Exercise 1: In the excerpt on the history of malware, who found the Microsoft SQL Server vulnerability in July 2002?
Exercise 2: Carry on the excerpt on the history of malware from its final sentence.

Document extract:
■ ■ ■ ■ ■

ILOVEYOU would then create a malicious Internet Explorer shortcut on the desktop, send a webpage to many other people via IRC, and change a large number of scripting and media files to malicious VBS files that would keep propagating the worm to various email and IRC contacts. And so on, and so forth. The Register estimated that many millions of people worldwide were affected, and possibly hundreds of millions of dollars were lost.

Hopefully, the ILOVEYOU incident was indication to the Phillipines’ government that their criminal code needed to be updated for the 21st century, because at the time there was no crime Lamores could be charged with under Filipino law.

Slam Dunk

In July 2002, IT security scientist David Litchfield discovered a vulnerability in Microsoft SQL Server and Microsoft SQL Server Desktop Engine. Considering how Microsoft’s IIS webserver dominated the market, especially then, the potential for destruction was immense.

It was a buffer overflow vulnerability. Software developers understand intimately how that sort of memory management problem can cause machines and systems to crash and disable like crazy.

Fortunately, once Microsoft became aware of the bug, they quickly patched it. Unfortunately, it seems that countless institutions and corporations weren’t patch managing their IIS servers properly. Oops!

On January 25th, 2003, disaster stuck, and its name was SQL Slammer. The name was based on the programs it targeted, as it wasn’t written in SQL.

When servers caught SQL Slammer, no other worm in history, not even ILOVEYOU, ever spread so quickly. Once a Microsoft-based machine caught an infection, 376 bytes would be sent to UDP port 1434. Then, enough packets would be sent to that port to cause a DoS (denial of service) attack, causing the server to crash.

The payload would be sent to other connected webservers, causing huge numbers to crash, all in a matter of a couple of days.

Millions of people found that many of their favorite websites and web services didn’t work properly, or would be unavailable altogether.

If anything could be learned from the incident, it’s the principle of patching. Patch your servers and clients daily if possible! That sort of measure likely would’ve prevented SQL Slammer’s immense destruction.

“I don’t have to worry about viruses, I’ve got a Mac!”

I still hear this myth from the mouths of end users today, especially Apple fanboys and fangirls. “I don’t have to worry about viruses, I’ve got a Mac!”

Once this series of mine entered the 1990s, Microsoft Windows became well established as the computing platform of choice for the overwhelming majority of end users and businesses worldwide. That market dominance, coupled with no file-level permissions in client Windows until Windows XP’s release in 2001, led to an environment where the vast majority of malware targets were Microsoft products. So, it’s still popularly believed that malware is a problem exclusive to Windows.

By 2003, Apple’s new BSD/Unix-based platform, Mac OS X, was already rather popular with many users, particularly those who work in digital media. Mac OS X is definitely more secure because it’s based on that tried and tested Unix code. And in the early 2000s, OS X had less than 5% of microcomputer marketshare. So, an operating system that was more difficult to exploit, coupled with only having a minority install base, made it seem like the platform was invulnerable.

■ ■ ■ ■ ■

Data section:
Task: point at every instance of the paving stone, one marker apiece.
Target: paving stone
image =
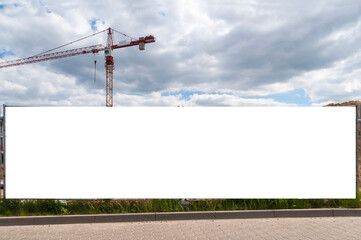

■ ■ ■ ■ ■

Your response 1: IT security scientist David Litchfield.

Your response 2:
If you’re a malware developer, which platform would you target? One based on the inherently less secure MS-DOS and NT kernels, on over 90% of PCs? Or the one based on the considerably more secure BSD/Unix kernel, with a minority of installs? The answer should be obvious.

But my fiance Sean Rooney wanted to prove to doubters that Mac OS X malware was indeed possible, so he created a proof-of-concept back in 2003 that knocked people’s socks off.

Surely enough, it wasn’t too long after that the probable first Mac OS X malware was found. Its name was Renepo, discovered in 2004.

Unlike the other malware featured in this article, Renepo wasn’t designed to spread via the Internet. Instead, it spread via removable media, so it affected fewer machines. So, Renepo should be a reminder to those of us in the IT security community that malware can still spread by infected disks, and can indeed affect Apple products.

Renepo was a shell script that could disable firewalls, crack passwords, and disable updates. It was truly nasty stuff, indeed.

Amphimix

Renepo was a precursor of things soon to come. The next major Mac OS X malware hit the scene mere months afterwards.

By 2004 and 2005, iPod was already a moneymaker for Apple of the likes they never had before. Initially released in 2001, a few years later the music player line was still a must-have toy, and it caused mp3 files to become immesely popular.

Apple’s iPod, and iPhones and iPads today require iTunes to be installed on the PCs they’re mounted to, in order for Apple’s DRM to work properly. (Unless you know how to crack it, of course.) It was a good marketing decision to develop iTunes for Windows, in addition to OS X.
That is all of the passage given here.